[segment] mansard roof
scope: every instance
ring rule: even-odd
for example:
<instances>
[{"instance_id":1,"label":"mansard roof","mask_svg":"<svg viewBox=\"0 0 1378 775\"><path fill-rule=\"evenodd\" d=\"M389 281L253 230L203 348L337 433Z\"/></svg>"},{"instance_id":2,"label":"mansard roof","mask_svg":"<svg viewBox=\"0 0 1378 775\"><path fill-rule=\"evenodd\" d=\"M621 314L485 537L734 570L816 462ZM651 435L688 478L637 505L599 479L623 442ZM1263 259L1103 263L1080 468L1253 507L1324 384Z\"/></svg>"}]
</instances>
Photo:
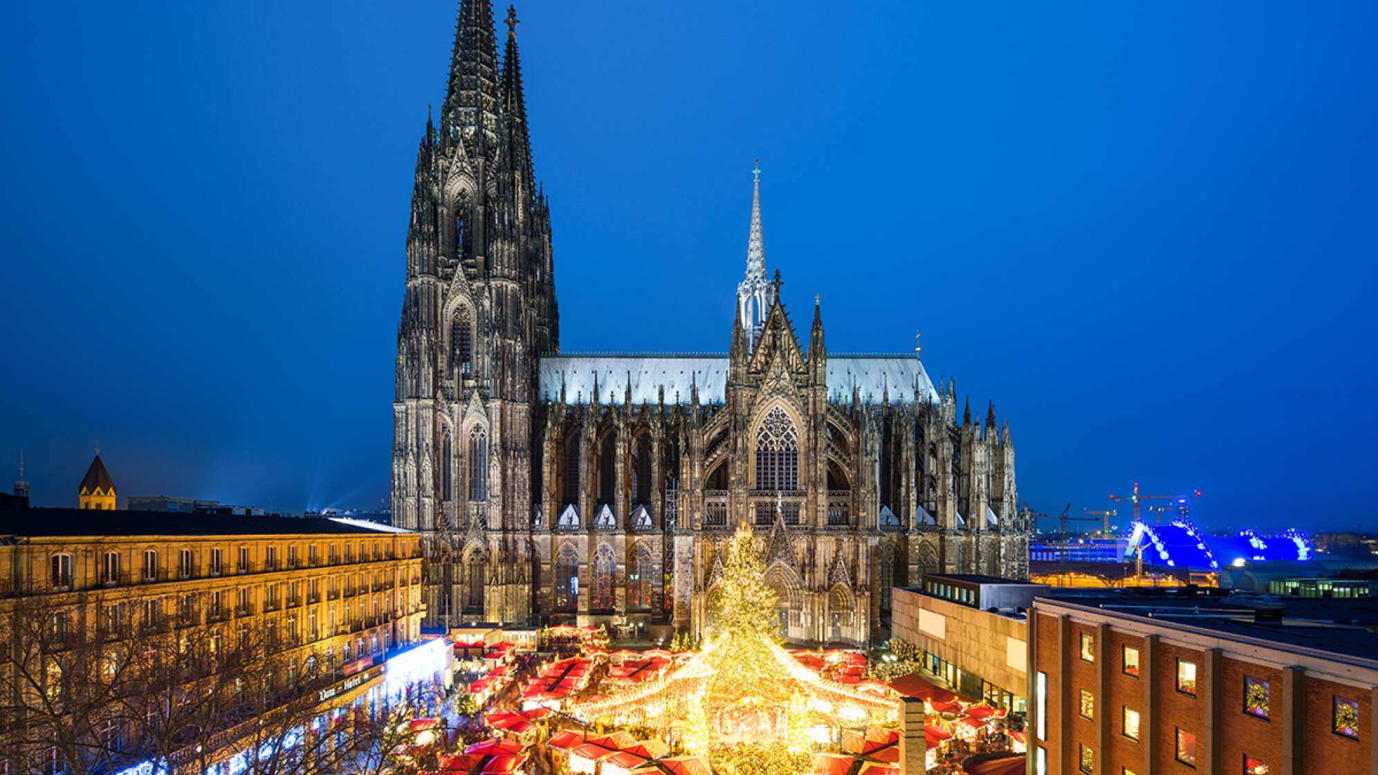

To be done:
Render the listing above as a numbered list with one line per item, skipping any blank lines and leaving out the picture.

Finished answer:
1. [segment] mansard roof
2. scope: every instance
3. ring rule: even-odd
4. for example:
5. <instances>
6. [{"instance_id":1,"label":"mansard roof","mask_svg":"<svg viewBox=\"0 0 1378 775\"><path fill-rule=\"evenodd\" d=\"M389 281L253 230L203 348L337 433Z\"/></svg>"},{"instance_id":2,"label":"mansard roof","mask_svg":"<svg viewBox=\"0 0 1378 775\"><path fill-rule=\"evenodd\" d=\"M621 314L485 537L734 570L816 462ZM651 435L688 478L637 505L599 479L623 442ZM1263 259L1103 263L1080 468L1253 507L1324 384Z\"/></svg>"}]
7. </instances>
8. Photo:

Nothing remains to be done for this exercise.